-------- Input
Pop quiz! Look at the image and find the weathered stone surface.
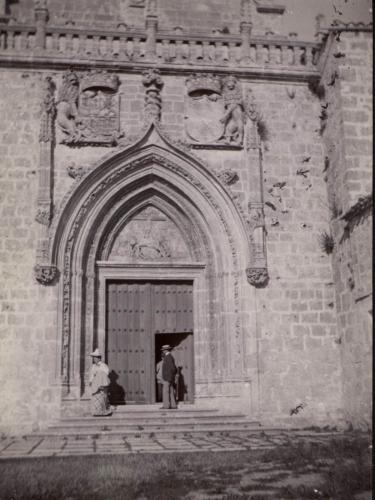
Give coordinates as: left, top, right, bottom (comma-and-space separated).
320, 30, 372, 429
0, 3, 371, 434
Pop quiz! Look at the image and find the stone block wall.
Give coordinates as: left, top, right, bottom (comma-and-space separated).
0, 66, 346, 432
248, 82, 343, 426
0, 4, 371, 433
319, 29, 372, 429
8, 0, 285, 37
0, 70, 61, 433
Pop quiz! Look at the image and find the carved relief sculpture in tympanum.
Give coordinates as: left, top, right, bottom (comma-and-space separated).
108, 206, 191, 263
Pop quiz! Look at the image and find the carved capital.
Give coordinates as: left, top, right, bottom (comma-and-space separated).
34, 264, 59, 285
246, 267, 269, 287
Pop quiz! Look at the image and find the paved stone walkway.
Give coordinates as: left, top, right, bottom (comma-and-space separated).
0, 430, 339, 459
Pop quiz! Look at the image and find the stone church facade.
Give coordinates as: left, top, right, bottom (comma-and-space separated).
0, 0, 372, 433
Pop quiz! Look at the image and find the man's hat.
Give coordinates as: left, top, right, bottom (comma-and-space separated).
161, 345, 172, 351
89, 348, 102, 357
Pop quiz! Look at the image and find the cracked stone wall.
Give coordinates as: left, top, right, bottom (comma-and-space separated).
320, 30, 372, 429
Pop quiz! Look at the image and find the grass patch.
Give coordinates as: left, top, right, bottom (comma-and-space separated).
0, 434, 371, 500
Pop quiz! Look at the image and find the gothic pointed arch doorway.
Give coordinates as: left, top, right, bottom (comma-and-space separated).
95, 192, 208, 405
49, 125, 259, 417
97, 200, 205, 405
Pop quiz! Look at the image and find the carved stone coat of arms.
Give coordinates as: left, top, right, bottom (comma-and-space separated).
185, 74, 225, 144
57, 70, 122, 146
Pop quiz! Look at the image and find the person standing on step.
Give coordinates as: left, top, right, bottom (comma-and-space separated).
155, 351, 165, 403
161, 345, 177, 410
89, 348, 112, 417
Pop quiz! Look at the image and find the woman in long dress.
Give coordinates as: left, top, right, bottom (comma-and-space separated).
89, 348, 112, 416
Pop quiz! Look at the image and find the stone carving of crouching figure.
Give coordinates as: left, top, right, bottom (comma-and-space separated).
220, 76, 244, 145
56, 71, 81, 142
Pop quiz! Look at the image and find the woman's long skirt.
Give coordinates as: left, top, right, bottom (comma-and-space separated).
91, 387, 112, 416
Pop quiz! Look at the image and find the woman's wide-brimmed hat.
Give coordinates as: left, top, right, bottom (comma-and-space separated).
89, 348, 102, 357
161, 345, 172, 351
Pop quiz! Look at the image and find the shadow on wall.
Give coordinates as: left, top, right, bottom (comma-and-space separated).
108, 370, 126, 405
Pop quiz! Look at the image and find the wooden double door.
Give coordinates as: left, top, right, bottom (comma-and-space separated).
106, 280, 194, 404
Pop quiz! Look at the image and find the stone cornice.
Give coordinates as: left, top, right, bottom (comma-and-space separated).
0, 56, 319, 81
318, 21, 373, 35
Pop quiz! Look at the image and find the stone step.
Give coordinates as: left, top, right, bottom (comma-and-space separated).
37, 421, 262, 438
57, 414, 248, 425
112, 405, 218, 412
48, 421, 259, 432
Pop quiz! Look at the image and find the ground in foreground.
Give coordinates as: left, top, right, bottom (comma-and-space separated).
0, 432, 371, 499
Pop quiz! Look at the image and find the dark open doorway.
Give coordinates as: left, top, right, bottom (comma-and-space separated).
155, 332, 194, 404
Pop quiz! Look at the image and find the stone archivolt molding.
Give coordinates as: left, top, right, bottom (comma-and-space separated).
43, 124, 259, 391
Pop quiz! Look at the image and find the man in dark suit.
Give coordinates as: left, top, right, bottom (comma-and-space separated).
161, 344, 177, 409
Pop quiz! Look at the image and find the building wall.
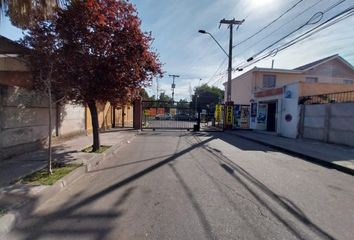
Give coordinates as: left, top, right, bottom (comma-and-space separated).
0, 85, 56, 160
303, 58, 354, 81
114, 104, 134, 127
229, 70, 254, 104
254, 72, 303, 91
85, 102, 112, 133
299, 82, 354, 96
302, 103, 354, 147
253, 94, 282, 133
58, 103, 86, 137
280, 83, 300, 138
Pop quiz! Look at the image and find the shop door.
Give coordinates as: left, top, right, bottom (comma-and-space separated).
267, 102, 276, 132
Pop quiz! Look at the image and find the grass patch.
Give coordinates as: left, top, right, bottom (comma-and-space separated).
21, 164, 81, 185
81, 145, 111, 153
0, 208, 7, 217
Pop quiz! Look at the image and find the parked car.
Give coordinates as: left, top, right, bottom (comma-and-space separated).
155, 113, 172, 120
174, 113, 191, 121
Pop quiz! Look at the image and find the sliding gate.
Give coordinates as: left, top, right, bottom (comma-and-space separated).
142, 100, 197, 130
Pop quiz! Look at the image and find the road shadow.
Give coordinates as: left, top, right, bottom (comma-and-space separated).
192, 133, 336, 240
7, 134, 216, 240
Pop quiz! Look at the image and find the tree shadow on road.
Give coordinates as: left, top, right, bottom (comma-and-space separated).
7, 134, 216, 240
195, 132, 336, 240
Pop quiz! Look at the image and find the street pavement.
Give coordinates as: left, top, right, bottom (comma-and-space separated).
5, 131, 354, 240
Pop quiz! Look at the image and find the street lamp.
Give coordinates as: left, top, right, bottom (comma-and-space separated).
198, 30, 229, 57
198, 19, 243, 130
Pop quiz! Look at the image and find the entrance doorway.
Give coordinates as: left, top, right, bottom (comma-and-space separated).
266, 102, 277, 132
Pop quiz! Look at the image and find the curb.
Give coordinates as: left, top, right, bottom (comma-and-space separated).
0, 132, 136, 238
0, 165, 86, 239
84, 133, 136, 172
226, 131, 354, 176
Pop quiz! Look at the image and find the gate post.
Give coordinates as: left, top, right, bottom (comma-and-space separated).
133, 98, 142, 130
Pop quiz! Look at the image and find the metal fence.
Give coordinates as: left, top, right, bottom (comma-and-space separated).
142, 100, 198, 130
299, 90, 354, 105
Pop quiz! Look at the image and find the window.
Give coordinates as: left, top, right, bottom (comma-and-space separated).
263, 75, 276, 88
305, 77, 318, 83
343, 79, 354, 84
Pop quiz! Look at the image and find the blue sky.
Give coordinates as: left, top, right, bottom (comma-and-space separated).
1, 0, 354, 100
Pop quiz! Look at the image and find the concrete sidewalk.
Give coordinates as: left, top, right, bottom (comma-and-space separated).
0, 128, 137, 188
228, 130, 354, 174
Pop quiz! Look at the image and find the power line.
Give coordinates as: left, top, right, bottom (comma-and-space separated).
205, 57, 228, 85
232, 0, 305, 48
230, 0, 326, 64
246, 0, 347, 63
233, 5, 354, 71
236, 0, 325, 58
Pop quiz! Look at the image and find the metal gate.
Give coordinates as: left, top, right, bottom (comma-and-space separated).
142, 100, 197, 130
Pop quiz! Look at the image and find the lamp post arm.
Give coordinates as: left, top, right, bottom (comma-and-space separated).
207, 33, 229, 57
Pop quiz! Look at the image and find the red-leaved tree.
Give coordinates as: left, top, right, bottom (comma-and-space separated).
24, 0, 162, 155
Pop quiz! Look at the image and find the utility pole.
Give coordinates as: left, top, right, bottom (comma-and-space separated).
169, 74, 180, 101
219, 18, 244, 103
198, 18, 243, 130
219, 18, 243, 130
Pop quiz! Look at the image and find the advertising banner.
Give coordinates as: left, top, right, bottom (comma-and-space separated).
214, 104, 222, 122
240, 105, 250, 129
225, 105, 233, 126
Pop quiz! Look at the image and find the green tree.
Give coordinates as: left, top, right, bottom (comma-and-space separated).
158, 92, 172, 102
192, 84, 224, 111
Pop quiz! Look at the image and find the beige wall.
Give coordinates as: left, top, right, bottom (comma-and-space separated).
229, 70, 254, 104
230, 58, 354, 104
299, 82, 354, 96
0, 85, 55, 160
254, 72, 304, 90
85, 103, 134, 133
114, 104, 133, 127
303, 58, 354, 81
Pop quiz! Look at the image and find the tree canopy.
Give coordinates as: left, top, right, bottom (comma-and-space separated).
0, 0, 63, 28
192, 84, 224, 110
23, 0, 162, 151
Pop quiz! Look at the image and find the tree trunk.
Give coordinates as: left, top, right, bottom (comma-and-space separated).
88, 100, 100, 152
47, 84, 53, 174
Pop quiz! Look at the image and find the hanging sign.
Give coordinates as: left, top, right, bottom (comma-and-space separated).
215, 104, 222, 122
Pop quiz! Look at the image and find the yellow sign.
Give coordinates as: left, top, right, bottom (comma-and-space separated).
144, 109, 149, 116
226, 105, 233, 126
215, 104, 222, 122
----------------
Your objective.
Set down precisely the lines above between the line holding "Pop quiz! Look at the image and find the man's" and the line holding "Pop quiz! Look at the image and find the woman in", inclusive, and nothing beyond them.

Task output.
Pop quiz! Look at the image and find the man's hat.
Give coordinates as: left, top, right, bottom (comma-and-space separated).
161, 345, 172, 351
89, 348, 102, 357
Pop quiz! Look at the image and find the cracked stone wall.
Give coordinates as: left, top, right, bottom (comma-and-space separated).
320, 30, 372, 429
Pop quiz! Look at the image and find the grass patch.
Give coordinates as: left, top, right, bottom (comma-and-space separated).
0, 434, 371, 500
Pop quiz! Look at the image and find the gothic pointed arch doorway.
Give coordinates as: left, top, right, bottom (comma-and-space separated).
95, 192, 208, 405
49, 125, 259, 417
97, 200, 205, 405
Pop quiz! Look at the image and find the carved stone coat of arms.
Give coordinates as: left, top, right, bottom (comma-and-space separated).
185, 74, 225, 144
57, 70, 122, 146
Pop quiz! Look at the image and find the person standing on step.
Give coordinates as: left, top, right, bottom (comma-and-space separated).
155, 351, 165, 403
161, 345, 177, 410
89, 348, 112, 417
Pop quiz! Look at the image and find the woman in long dress.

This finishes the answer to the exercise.